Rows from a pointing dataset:
[BEGIN]

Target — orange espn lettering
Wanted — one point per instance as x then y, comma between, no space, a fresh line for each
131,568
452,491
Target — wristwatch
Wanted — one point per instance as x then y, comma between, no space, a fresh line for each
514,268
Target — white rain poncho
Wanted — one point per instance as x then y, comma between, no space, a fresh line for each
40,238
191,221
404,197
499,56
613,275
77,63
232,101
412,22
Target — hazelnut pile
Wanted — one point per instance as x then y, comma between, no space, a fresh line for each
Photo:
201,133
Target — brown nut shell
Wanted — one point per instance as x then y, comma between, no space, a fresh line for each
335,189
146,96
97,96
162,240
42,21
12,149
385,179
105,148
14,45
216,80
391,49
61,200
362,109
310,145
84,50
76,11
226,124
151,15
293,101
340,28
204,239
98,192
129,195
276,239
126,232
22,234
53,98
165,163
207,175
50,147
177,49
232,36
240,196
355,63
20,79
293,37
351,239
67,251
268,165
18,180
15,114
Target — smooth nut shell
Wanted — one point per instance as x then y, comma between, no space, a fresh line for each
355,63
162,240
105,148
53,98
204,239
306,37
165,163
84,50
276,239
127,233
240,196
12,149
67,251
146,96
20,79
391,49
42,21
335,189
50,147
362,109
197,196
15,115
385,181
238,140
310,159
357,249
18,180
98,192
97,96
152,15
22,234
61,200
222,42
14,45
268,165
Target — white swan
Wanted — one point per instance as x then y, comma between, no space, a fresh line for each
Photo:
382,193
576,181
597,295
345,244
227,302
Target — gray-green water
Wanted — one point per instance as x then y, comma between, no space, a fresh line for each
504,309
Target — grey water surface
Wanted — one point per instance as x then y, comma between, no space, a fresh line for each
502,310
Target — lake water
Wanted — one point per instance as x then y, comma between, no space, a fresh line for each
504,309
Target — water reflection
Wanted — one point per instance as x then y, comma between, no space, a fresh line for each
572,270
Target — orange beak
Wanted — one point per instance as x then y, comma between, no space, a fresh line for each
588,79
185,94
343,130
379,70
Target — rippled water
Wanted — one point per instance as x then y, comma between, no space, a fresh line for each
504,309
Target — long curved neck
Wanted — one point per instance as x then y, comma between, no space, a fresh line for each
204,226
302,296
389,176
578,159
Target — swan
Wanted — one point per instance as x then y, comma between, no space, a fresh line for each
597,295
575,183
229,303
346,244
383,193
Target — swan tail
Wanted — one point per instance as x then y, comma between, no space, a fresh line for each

[END]

Work to complete
Reproduce the entire listing above line for line, without altering any character.

Output of the exercise
Target — orange espn lettering
Wanted — one point per instance as x then y, comma between, no space, a fresh line for each
131,568
452,491
Target — wristwatch
Wanted — one point per instance as x then y, comma between, no space, a fresh line for each
514,268
Target — white rain poncho
Wanted — one point per instance as x then y, comma between, no space, a fresh line for each
40,238
191,221
404,197
499,56
613,275
77,63
232,101
412,22
Target — hazelnut pile
Wanted — one point per instance as x then y, comma between, no space, a fresh line for each
Photo:
201,133
Target — brown nut shell
Wanted — one point per instance as x then y, comma between, no space, a fresh line for each
335,189
146,96
97,96
162,240
42,21
12,149
385,179
105,148
14,45
216,80
391,49
61,200
362,109
310,145
84,50
76,11
226,124
151,15
293,101
340,28
204,239
98,192
129,195
276,239
126,232
22,234
53,98
165,163
207,175
50,147
177,49
232,36
240,196
355,63
20,79
293,37
351,239
67,251
268,165
18,180
15,114
Target — smooth nut shell
Wanted — one point per instance as x then y, comma between, no space, a fresh line for each
355,63
162,240
105,148
53,98
204,239
306,37
165,163
84,50
276,239
127,233
240,196
12,149
67,251
146,96
20,79
391,49
42,21
335,189
50,147
362,109
197,196
15,115
385,181
238,140
310,159
357,249
18,180
98,192
97,96
152,15
22,234
61,200
222,42
14,45
268,165
Target — white swan
Wanted — one point per instance as x then y, comma between, no space, a fresh line for each
Photo:
382,193
576,181
597,295
345,244
227,302
Target — gray-green water
Wanted — one point per instance as x then y, comma between, no space, a fresh line for each
504,309
Target — grey water surface
Wanted — one point per instance as x then y, comma between, no space, a fresh line for each
502,310
Target — lake water
Wanted — one point per instance as x then y, comma between, no space, a fresh line for each
504,309
Target — water reflection
Wanted — one point per instance as x then y, comma between, no space, a fresh line for each
572,270
Target — orange beak
Wanted — one point per instance as x then y, comma between, no space, a fresh line for each
588,79
185,94
343,130
379,70
Target — rippled water
Wanted — one point per instance as x then y, comma between, no space, a fresh line for each
504,309
Target — long curved neck
Wanted — one point per instance as x then y, comma between, no space, a fresh line for each
204,226
302,296
389,176
578,159
Target — swan
Wanted — one point per instance as x then y, comma between, no space, a fresh line for each
597,295
575,183
229,303
346,244
383,193
Target — swan tail
Wanted — one point per instance as x then y, comma between, no space, a fresh line for each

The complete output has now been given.